SHORT EXERCISE:
Starting with the line containing "Mark the white countertop" and continuing through the end of the listing below, rename "countertop" to "counter surface" and give only those lines again, with everything else unchanged.

___ INPUT MATERIAL ___

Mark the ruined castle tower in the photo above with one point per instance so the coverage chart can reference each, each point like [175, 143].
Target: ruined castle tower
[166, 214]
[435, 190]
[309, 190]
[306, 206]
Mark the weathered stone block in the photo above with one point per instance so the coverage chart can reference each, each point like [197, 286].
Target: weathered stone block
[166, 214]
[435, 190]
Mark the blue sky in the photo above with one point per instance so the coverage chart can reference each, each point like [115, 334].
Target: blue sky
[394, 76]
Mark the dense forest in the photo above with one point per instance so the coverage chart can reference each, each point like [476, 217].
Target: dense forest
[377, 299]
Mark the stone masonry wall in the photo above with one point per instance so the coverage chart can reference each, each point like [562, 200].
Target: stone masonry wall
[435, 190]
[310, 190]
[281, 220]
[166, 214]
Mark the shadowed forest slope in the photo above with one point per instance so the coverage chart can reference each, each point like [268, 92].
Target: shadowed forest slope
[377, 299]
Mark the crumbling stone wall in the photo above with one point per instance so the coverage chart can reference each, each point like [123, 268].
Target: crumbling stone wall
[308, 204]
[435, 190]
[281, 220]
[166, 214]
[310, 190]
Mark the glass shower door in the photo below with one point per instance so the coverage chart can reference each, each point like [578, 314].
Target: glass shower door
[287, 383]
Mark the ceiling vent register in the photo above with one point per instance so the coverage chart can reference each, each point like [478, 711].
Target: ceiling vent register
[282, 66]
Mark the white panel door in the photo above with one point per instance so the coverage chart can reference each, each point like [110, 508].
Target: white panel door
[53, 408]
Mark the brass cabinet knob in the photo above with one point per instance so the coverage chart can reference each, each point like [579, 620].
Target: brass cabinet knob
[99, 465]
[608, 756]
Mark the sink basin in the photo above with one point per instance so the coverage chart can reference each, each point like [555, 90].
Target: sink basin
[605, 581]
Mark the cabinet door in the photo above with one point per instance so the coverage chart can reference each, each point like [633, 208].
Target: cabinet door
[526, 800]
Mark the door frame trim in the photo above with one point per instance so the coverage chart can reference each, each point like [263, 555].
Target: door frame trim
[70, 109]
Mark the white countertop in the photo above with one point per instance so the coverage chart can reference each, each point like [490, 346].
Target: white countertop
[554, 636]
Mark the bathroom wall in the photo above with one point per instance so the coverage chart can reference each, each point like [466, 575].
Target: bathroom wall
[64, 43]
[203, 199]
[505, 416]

___

SOLVED PROBLEM:
Mark the white counter surface in the photo above with one point per instance so the coverage chart can reference each, each point like [490, 346].
Target: white counter surface
[554, 636]
Mark the bathroom wall in the photo above with one point per instance so the coverage chart can reference each, each point like [466, 575].
Target: bathroom wall
[64, 43]
[203, 199]
[505, 416]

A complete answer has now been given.